**SOURCE EXCERPT**
That's good news, in a roundabout way. In the past few months, consumers have let utilities know what they think of their plans to embed two-way communications into the grid to control air conditioners and other equipment in homes and offices to curb power.  (Carvallo will discuss EVs and more at The Networked Grid on May 18 and 19.)

In short, they hate it. A few surly consumers in California and Texas have sued, respectively, electricity providers Pacific Gas & Electric and Oncor. In Australia, some customers have locked their meters. A plan to bring time-of-use pricing to the state of Victoria was shelved in light of a pending election.

Even avid greenies seem blasé. In Canada, Toronto Hydro has scrutinized the behavior of around 115,000 customers on time-of-use plans. Has cut rate power at night goosed them to shift their behavior? "No. Not really," said Toronto's Karen France during a meeting at eMeter's customer event.

Matt Golden, co-founder of retrofitter/software vendor Recurve, told me recently that the company has installed some energy management dashboards in the homes of clients. After two weeks, the frequency of interaction with the dashboards drops considerably. There have been success stories -- customers surveyed in a test conducted by Silver Spring Networks and Oklahoma Gas and Electric were overwhelmingly surprised to learn about their rate of energy consumption -- but people seem to be dozing off on what is a very important technology.

So what's the problem? Utilities and building management outfits are asking people to change their behavior to save pennies. PG&E's residential rates range from 11 to 49 cents a kilowatt hour. Will you alter your laundry schedule to save 37 cents? Toronto's spread is 9.9 cents at peak and 4.4 at night.

Executives from smart grid companies often like to compare energy dashboards to the phone.  But the real analogy is to another ubiquitous consumer item with an interface of brightly colored squares. I speak of Rubik's Cube. You probably own one, but the odds are you are not one of those dedicated individuals who can solve it in less than three seconds blindfolded or shift the squares around with your feet. Instead, it's probably in a desk drawer in your parents' house, along with chewed up pencil stubs and a Pee-Chee folder that says, "Shannon Heeney is a fox!"

Leery Consumers

Consumers also remain leery of smart grid efforts because they have a sneaking suspicion that the main beneficiaries will be utilities. And in many ways, they are right. With better demand response, utilities can forgo building new power plants. CenterPoint in Texas can now shut off someone's power remotely within two hours for failure to pay a bill. In the past, they had to send out guys with trucks. CenterPoint has managed to eliminate 100,000 truck rolls to date through its meters.

You'll probably hear push-back from solar customers, too. Why should I have to pay additional taxes and rate increases for new smart grid infrastructure, they might ask, when I did my part by installing a $25,000 solar system!?! Again, building management is great, but it will have to be automated -- and the appetite for rate increases will be scrutinized with a fine-toothed comb.

This brings me back to cars. Consumers love electric cars. Along with green architecture, it's one of the two segments of the market that inspire lust, envy -- and likely -- compulsive spending. It's a whole new driving experience that's far more engaging than a gas car.

Nissan has already booked over 10,000 reservations for the Leaf and it will only make 50,000 in the first year of production. The car won't even enter production until September. Fisker has booked over 1,400 reservations for its $90,000 plug-in Karma. Even Aptera, which makes a three-wheeled car struggling to get to production, has a waiting list.

**SOURCE MATERIAL**
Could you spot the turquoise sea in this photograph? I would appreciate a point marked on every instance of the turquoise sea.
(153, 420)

**DIRECTIVES**
**a)** According to the smart grid article, how many truck rolls has CenterPoint eliminated through its meters so far?
**b)** Continue the smart grid article, picking up right after its final sentence.

**RESULTS FOR EACH TASK**
**a)** 100,000 truck rolls.

**b)**
Recently, I drove an all-electric Ford Focus. Strangers pointed and took pictures. I felt like the Man from the Future heralding the new era of rental cars. If only I had worn the silver skin suit. Forget high battery prices and range anxiety for a moment: electrics are the Volkswagen Bug of our time.

When utilities explain that electric cars can't take off without smart charging, the objections will melt away. Utilities will even be able to tout that they are building U.S. jobs. Petroleum comes from Saudi Arabia, Mexico and Canada. Electricity comes from Sandusky, Ohio.

Granted, utilities will have to go through the public meeting process, and objections will arise. There will also be a lot of companies arguing that the world needs software and tools that will identify consumers remotely and charge electricity to their home accounts before the cars become popular. (Easier solution: put charge spots in convenience stores and parking lots and let store owners charge whatever they want, just like they do with Slim Jims.) Safety? Check -- and don't we all drive around with a tank full of flammable liquids now? And, yes, as Dian Grueneich of the California Public Utilities Commission notes, it will be expensive to upgrade the grid.

But it won't dampen down the enthusiasm, and it will drag a technology that's not winning any popularity contests yet along with it.

This is a week that might, if we are lucky, live in green technology infamy.

As you likely know, a massive oil spill off the coast of Louisiana threatens to become the largest environmental disaster in the U.S. in decades. Fishing and tourism in the region are already imperiled.

Meanwhile, a break in a water main in the Boston area has prompted officials to tell at least a million people not to use water from municipal systems and to boil any water they need to use for human consumption.

These are unqualified disasters by any measure and will harshly impact the people in those areas. But, unfortunately, it is these kinds of disasters that Americans (and most people around the world) typically need to experience before they actually tackle a problem.

Almost 99 years ago, New York City and the rest of the nation were appalled by the deaths that arose from the Triangle Shirtwaist Factory fire. The disaster led to regulations for workplace safety. Some historians also link it to the rise of the New Deal two decades later. Frances Perkins, who helped usher in many of the reforms, later became Secretary of Labor under Franklin Roosevelt. Al Smith also worked on the effort. He became governor of the state and paved the way for Roosevelt.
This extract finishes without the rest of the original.